▸ GOAL OF THE EXERCISE
Pull each line holding the word "phrase" from the data.

[Collected data]
● ● ● ● ●
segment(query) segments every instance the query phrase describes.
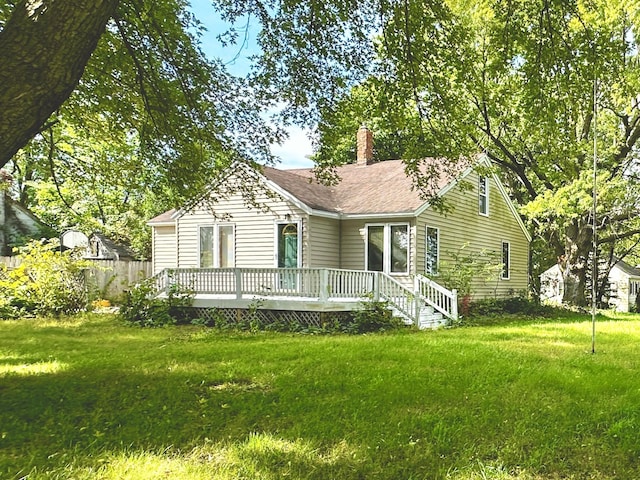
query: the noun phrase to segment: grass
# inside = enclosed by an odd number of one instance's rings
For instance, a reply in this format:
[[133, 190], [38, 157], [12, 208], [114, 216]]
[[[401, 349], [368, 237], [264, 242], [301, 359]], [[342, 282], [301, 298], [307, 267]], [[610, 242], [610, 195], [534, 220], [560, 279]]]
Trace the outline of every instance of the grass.
[[597, 332], [3, 321], [0, 478], [640, 478], [640, 317]]

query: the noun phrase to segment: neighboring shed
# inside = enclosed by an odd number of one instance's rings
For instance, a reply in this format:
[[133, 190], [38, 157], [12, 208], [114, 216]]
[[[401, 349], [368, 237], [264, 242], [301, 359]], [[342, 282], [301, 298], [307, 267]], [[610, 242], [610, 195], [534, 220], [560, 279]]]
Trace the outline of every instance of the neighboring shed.
[[66, 248], [84, 249], [83, 256], [89, 260], [135, 260], [135, 253], [129, 247], [97, 232], [87, 236], [78, 230], [67, 230], [60, 236], [60, 243]]
[[11, 256], [13, 247], [29, 240], [55, 236], [31, 211], [0, 189], [0, 256]]
[[609, 303], [619, 312], [634, 310], [640, 291], [640, 269], [618, 260], [609, 272]]
[[[619, 312], [629, 312], [640, 291], [640, 269], [623, 260], [616, 260], [609, 271], [609, 304]], [[559, 265], [540, 275], [540, 300], [554, 305], [562, 304], [564, 280]]]

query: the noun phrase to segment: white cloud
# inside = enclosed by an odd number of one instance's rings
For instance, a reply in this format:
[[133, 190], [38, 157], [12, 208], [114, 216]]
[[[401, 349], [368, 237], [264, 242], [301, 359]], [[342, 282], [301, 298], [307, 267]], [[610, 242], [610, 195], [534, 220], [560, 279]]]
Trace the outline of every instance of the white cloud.
[[307, 131], [300, 127], [290, 126], [287, 128], [289, 138], [282, 145], [274, 145], [271, 151], [280, 158], [279, 168], [311, 168], [313, 162], [309, 156], [313, 153], [311, 140]]

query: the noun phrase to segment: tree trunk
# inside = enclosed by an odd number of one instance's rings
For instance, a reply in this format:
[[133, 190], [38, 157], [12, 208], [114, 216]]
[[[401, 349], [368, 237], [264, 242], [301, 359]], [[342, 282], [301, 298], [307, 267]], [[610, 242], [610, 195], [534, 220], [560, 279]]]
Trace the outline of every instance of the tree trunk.
[[559, 264], [564, 281], [563, 303], [587, 306], [587, 266], [593, 241], [591, 225], [574, 221], [565, 231], [565, 252]]
[[119, 0], [22, 0], [0, 31], [0, 167], [78, 84]]

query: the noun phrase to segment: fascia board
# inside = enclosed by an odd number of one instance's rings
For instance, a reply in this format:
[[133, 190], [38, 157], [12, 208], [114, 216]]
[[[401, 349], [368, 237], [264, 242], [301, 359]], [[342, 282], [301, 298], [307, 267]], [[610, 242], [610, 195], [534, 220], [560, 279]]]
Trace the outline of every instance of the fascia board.
[[166, 222], [147, 222], [147, 226], [149, 227], [173, 227], [175, 224], [175, 220]]
[[407, 218], [415, 217], [415, 211], [394, 212], [394, 213], [343, 213], [340, 218], [343, 220], [368, 220], [374, 218]]
[[511, 212], [513, 217], [516, 219], [516, 222], [518, 222], [518, 225], [520, 225], [520, 228], [522, 229], [522, 233], [524, 233], [524, 236], [527, 238], [527, 240], [529, 242], [531, 242], [531, 234], [529, 233], [529, 231], [527, 230], [526, 225], [522, 221], [522, 217], [518, 213], [518, 210], [516, 209], [516, 206], [511, 201], [511, 198], [509, 198], [509, 194], [507, 193], [507, 189], [505, 188], [505, 186], [502, 184], [502, 182], [500, 181], [500, 179], [498, 178], [498, 176], [495, 173], [491, 174], [491, 178], [493, 178], [493, 181], [496, 183], [496, 186], [498, 187], [498, 191], [500, 192], [500, 194], [502, 195], [502, 198], [504, 199], [505, 203], [507, 204], [507, 207], [509, 208], [509, 211]]

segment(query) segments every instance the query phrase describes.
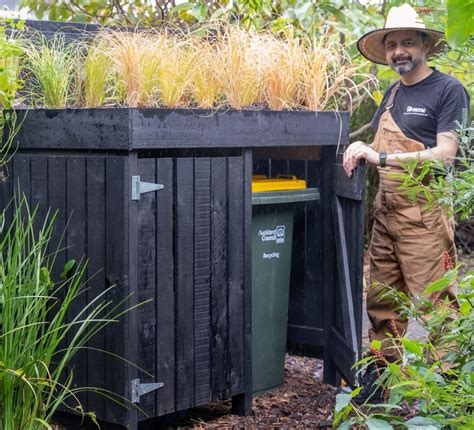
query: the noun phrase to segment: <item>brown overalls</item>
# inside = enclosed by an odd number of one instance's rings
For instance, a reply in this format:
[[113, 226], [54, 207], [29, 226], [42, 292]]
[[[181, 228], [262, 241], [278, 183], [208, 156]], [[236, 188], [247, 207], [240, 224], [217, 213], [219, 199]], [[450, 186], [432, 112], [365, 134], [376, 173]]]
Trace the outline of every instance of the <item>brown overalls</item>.
[[[424, 145], [406, 137], [392, 118], [391, 108], [395, 100], [397, 84], [382, 114], [372, 147], [377, 152], [423, 151]], [[380, 185], [375, 200], [375, 223], [370, 244], [370, 288], [367, 293], [367, 313], [371, 321], [371, 340], [384, 340], [389, 336], [403, 336], [407, 320], [397, 312], [397, 305], [382, 300], [379, 295], [383, 285], [410, 294], [415, 298], [445, 269], [445, 258], [454, 262], [454, 226], [451, 219], [439, 207], [426, 210], [426, 200], [419, 198], [412, 204], [397, 187], [400, 181], [391, 178], [391, 172], [399, 167], [379, 168]], [[455, 298], [455, 290], [449, 287], [428, 297], [432, 303], [440, 298]], [[389, 334], [389, 335], [387, 335]], [[385, 343], [382, 345], [384, 346]], [[389, 345], [386, 345], [389, 346]], [[397, 348], [382, 348], [389, 361], [400, 357]]]

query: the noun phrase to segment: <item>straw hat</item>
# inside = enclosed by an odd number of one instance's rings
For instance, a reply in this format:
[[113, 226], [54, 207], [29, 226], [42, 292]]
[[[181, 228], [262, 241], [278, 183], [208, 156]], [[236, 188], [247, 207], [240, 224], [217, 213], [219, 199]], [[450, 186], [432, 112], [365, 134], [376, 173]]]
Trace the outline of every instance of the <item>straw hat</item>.
[[446, 45], [444, 42], [440, 43], [443, 33], [427, 29], [415, 9], [405, 3], [403, 6], [390, 9], [383, 29], [371, 31], [358, 40], [357, 47], [360, 53], [374, 63], [387, 65], [383, 38], [386, 34], [398, 30], [418, 30], [425, 33], [430, 44], [428, 57], [442, 51]]

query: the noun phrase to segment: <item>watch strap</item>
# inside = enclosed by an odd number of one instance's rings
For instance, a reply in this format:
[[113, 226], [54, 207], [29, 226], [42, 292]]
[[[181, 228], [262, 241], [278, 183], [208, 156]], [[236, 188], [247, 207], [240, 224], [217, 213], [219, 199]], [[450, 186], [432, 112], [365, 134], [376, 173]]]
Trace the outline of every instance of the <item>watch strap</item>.
[[387, 167], [387, 153], [386, 152], [381, 152], [379, 154], [379, 163], [380, 163], [380, 167]]

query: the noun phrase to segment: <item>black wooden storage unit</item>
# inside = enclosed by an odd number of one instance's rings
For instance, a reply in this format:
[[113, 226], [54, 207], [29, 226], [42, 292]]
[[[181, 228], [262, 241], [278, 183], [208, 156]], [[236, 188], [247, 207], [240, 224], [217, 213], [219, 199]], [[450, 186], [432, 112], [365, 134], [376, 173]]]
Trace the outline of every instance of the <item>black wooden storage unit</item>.
[[[80, 309], [109, 285], [128, 306], [75, 362], [76, 383], [132, 401], [150, 417], [232, 398], [251, 401], [251, 177], [290, 173], [319, 187], [295, 220], [289, 348], [322, 354], [325, 379], [351, 379], [361, 335], [364, 172], [336, 164], [347, 113], [166, 109], [34, 109], [1, 184], [17, 182], [39, 220], [59, 209], [67, 226], [58, 264], [90, 259]], [[138, 178], [139, 177], [139, 178]], [[135, 195], [140, 182], [161, 184]], [[136, 381], [136, 380], [139, 381]], [[135, 385], [134, 385], [135, 384]], [[135, 388], [133, 388], [135, 387]], [[94, 393], [99, 419], [136, 428], [146, 416]], [[136, 401], [137, 399], [133, 400]]]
● ● ● ● ●
▸ SOLUTION
segment(query) segments every instance the query phrase describes.
query: the noun phrase to segment: grass
query: the noun phrase to segment: neighboring shed
query: the noun phrase to segment: white cloud
query: the noun phrase to segment: tree trunk
query: the noun phrase to segment: fascia board
segment(query) segments every instance the query phrase describes.
query: the noun phrase to segment: <item>brown overalls</item>
query: the noun phrase to segment: <item>straw hat</item>
query: the noun phrase to segment: <item>watch strap</item>
query: the noun phrase to segment: <item>black wooden storage unit</item>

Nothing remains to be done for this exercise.